## Set task A:
In the distanceTransform reference below, what kind of image must the source image be?

## Selected passage:
--- begin ---

# cv2 distanceTransform函数的用法 python

distanceTransform
Calculates the distance to the closest zero pixel for each pixel of the source image.

Python: cv2.distanceTransform(src, distanceType, maskSize[, dst]) → dst

Python: cv.DistTransform(src, dst, distance_type=CV_DIST_L2, mask_size=3, mask=None, labels=None) → None

Parameters:
src – 8-bit, single-channel (binary) source image.
dst – Output image with calculated distances. It is a 32-bit floating-point, single-channel image of the same size as src .

distanceType – Type of distance. It can be CV_DIST_L1, CV_DIST_L2 , or CV_DIST_C .
maskSize – Size of the distance transform mask. It can be 3, 5, or CV_DIST_MASK_PRECISE (the latter option is only supported by the first function). In case of the CV_DIST_L1 or CV_DIST_C distance type, the parameter is forced to 3 because a  3\times 3 mask gives the same result as  5\times 5 or any larger aperture.

--- end ---

## Records for processing:
--- begin ---

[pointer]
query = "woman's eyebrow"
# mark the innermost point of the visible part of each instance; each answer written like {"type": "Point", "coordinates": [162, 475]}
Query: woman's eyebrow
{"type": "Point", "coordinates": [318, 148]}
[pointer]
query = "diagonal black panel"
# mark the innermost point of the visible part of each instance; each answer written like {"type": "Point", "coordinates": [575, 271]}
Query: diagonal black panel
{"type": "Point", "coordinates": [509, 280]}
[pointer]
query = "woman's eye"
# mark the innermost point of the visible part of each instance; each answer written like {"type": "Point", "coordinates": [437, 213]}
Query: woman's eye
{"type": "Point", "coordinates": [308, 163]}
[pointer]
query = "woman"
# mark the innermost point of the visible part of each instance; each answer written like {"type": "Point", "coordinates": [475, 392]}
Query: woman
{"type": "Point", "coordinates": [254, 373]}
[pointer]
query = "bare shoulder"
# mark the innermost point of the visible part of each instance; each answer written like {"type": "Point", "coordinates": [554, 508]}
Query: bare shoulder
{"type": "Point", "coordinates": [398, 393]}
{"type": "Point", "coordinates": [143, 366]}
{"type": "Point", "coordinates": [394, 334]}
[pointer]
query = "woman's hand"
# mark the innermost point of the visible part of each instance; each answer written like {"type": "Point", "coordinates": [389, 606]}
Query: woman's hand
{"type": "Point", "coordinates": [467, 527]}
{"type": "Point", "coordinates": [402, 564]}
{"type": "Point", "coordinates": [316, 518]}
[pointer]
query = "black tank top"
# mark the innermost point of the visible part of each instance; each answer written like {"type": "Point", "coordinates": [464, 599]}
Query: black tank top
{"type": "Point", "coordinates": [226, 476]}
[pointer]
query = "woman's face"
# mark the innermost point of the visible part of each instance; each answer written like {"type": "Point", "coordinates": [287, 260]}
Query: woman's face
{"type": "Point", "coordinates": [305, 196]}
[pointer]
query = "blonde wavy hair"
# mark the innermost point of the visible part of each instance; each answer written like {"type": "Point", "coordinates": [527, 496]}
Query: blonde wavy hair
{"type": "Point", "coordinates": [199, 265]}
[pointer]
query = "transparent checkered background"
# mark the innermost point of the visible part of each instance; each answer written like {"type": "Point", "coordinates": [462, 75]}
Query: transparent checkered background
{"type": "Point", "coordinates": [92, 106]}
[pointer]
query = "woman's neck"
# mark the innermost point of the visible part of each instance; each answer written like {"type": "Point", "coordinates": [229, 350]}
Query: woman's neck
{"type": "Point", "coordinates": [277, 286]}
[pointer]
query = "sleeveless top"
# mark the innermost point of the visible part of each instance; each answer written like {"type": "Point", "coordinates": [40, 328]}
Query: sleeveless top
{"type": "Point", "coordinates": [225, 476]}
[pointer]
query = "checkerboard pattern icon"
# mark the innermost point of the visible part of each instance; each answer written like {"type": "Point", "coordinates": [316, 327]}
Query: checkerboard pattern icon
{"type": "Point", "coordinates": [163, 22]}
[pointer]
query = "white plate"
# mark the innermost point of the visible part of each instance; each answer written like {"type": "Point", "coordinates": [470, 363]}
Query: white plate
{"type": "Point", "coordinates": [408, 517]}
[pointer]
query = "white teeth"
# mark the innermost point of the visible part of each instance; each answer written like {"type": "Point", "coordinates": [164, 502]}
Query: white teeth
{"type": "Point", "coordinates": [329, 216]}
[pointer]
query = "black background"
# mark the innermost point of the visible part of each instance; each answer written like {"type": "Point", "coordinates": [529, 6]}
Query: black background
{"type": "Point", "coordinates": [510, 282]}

--- end ---

## Set task B:
Count the lines in the rows above that contain the string "pattern", and give only the number.

## Worked answer A:
An 8-bit, single-channel (binary) image.

## Worked answer B:
2